[Stored records]
----

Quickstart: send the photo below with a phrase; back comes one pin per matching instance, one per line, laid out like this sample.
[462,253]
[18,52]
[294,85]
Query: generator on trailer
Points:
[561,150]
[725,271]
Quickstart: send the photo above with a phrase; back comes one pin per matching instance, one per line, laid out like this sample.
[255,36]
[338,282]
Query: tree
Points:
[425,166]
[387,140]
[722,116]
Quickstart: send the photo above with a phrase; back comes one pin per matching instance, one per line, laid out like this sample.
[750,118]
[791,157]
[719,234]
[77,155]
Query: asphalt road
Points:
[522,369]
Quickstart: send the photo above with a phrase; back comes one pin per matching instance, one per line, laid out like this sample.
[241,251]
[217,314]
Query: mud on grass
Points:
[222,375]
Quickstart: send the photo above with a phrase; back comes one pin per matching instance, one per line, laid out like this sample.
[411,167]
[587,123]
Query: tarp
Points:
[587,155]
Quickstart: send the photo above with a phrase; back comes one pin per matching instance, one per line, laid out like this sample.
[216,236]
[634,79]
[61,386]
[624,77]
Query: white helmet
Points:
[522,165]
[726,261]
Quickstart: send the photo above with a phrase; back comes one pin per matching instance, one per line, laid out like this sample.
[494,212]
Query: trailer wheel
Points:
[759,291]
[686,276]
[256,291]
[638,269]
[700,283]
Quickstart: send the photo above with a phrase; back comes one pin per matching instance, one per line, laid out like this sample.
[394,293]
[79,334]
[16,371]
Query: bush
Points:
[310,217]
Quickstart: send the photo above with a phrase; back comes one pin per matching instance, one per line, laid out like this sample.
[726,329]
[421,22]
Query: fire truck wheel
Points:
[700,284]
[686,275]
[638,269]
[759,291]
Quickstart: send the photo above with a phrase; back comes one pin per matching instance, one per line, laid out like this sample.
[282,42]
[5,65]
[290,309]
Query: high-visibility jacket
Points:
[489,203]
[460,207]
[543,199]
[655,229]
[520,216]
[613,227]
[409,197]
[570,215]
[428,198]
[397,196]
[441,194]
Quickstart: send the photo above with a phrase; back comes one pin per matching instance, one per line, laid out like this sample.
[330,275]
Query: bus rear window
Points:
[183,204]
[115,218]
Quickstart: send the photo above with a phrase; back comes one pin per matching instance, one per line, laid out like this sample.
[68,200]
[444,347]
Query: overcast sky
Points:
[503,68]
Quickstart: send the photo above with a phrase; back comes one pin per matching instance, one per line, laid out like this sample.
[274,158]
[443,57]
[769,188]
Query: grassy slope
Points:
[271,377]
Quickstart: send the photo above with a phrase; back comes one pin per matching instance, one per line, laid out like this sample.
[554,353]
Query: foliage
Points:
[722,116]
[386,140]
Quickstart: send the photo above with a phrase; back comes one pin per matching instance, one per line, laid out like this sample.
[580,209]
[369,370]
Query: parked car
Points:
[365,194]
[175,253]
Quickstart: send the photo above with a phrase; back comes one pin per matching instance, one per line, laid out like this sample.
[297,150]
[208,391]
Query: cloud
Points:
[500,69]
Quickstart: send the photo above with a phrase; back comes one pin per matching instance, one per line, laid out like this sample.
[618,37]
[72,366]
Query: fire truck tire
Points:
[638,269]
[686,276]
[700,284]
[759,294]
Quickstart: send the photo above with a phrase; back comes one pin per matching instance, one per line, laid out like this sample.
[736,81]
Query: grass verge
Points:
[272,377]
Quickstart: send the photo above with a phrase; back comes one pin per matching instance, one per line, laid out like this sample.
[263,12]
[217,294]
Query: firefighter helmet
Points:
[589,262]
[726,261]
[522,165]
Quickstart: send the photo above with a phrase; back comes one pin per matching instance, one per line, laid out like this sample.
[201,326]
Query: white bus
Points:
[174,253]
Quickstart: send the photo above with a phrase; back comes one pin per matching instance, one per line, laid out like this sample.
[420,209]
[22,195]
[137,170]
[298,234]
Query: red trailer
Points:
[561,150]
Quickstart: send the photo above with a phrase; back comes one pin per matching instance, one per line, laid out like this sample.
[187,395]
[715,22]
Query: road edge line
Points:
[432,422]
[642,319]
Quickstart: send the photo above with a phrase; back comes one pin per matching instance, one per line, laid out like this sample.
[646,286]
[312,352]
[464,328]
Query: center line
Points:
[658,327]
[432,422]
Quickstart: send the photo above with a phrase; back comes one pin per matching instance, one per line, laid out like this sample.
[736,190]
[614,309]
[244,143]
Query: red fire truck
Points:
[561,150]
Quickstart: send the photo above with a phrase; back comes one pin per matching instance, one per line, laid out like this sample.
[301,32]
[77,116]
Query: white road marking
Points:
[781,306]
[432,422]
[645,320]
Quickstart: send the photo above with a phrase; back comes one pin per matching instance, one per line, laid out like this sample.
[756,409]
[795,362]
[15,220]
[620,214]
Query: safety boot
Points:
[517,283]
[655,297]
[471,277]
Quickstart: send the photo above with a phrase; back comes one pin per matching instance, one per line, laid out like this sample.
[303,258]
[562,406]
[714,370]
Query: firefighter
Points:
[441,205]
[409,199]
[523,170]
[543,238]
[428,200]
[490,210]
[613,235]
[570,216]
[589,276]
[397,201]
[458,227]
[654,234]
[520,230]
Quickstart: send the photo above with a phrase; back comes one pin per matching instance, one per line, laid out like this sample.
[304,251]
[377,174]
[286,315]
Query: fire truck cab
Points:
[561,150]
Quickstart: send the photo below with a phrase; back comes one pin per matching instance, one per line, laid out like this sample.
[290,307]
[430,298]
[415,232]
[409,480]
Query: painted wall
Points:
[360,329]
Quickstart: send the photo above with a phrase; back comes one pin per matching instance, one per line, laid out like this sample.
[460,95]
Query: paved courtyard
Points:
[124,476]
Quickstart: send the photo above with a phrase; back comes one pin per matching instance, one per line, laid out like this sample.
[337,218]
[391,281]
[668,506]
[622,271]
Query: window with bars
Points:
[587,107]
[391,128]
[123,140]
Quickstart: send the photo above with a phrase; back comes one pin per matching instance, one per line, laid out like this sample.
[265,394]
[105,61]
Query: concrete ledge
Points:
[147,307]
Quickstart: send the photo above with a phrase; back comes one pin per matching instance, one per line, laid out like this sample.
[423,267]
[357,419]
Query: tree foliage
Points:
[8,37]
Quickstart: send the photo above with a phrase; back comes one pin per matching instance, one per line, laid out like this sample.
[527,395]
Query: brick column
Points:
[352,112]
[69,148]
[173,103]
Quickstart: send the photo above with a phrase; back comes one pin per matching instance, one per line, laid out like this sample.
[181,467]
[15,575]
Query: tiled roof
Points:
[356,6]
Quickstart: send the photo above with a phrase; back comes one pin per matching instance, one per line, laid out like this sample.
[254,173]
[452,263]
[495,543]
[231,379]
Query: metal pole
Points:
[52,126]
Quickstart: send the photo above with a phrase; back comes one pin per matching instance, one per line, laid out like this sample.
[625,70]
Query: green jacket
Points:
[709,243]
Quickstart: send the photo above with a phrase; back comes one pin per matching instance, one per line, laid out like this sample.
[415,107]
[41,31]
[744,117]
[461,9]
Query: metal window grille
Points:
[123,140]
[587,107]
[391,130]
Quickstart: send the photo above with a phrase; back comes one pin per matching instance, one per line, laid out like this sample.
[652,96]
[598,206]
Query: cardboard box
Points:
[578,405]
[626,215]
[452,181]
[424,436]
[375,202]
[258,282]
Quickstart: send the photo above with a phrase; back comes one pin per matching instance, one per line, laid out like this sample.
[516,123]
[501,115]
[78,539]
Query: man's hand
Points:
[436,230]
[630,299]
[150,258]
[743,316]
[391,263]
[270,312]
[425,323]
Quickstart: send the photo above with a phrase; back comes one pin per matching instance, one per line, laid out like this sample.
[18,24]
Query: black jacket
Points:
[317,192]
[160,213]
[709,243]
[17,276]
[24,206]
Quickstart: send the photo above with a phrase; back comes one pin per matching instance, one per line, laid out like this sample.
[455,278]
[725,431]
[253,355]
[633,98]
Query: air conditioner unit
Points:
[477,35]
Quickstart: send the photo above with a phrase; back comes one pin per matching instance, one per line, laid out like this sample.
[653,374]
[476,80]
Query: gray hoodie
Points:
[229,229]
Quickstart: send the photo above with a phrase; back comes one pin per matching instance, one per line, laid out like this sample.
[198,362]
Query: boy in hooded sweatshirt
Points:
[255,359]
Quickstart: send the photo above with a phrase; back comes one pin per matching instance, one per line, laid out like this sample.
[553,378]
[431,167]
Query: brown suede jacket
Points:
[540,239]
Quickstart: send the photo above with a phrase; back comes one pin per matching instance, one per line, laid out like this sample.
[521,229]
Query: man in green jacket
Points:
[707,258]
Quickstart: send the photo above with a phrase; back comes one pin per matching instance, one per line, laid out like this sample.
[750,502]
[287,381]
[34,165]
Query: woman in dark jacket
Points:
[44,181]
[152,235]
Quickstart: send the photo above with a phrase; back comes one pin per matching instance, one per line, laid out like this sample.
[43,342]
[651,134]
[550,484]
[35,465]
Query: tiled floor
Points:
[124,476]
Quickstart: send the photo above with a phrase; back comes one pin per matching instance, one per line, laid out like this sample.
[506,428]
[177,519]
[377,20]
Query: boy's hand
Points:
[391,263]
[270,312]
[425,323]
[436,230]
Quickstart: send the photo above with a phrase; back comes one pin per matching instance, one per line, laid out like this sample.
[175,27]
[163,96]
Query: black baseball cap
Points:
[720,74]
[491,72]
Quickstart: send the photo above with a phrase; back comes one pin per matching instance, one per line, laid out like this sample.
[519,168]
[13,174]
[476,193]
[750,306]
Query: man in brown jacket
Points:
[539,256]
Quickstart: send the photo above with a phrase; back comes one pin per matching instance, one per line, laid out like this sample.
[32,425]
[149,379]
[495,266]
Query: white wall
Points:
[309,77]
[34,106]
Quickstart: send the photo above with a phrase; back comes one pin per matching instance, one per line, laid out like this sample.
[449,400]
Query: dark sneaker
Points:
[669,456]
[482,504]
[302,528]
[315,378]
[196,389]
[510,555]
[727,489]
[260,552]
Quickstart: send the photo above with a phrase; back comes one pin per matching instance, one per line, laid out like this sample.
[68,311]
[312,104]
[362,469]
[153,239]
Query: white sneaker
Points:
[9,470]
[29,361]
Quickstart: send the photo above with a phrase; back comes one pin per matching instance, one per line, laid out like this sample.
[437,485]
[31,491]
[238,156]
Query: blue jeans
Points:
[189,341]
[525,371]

----

EXERCISE — Count the lines in the data above that contain the string "truck", and give only that number.

COMPLETE RESPONSE — 4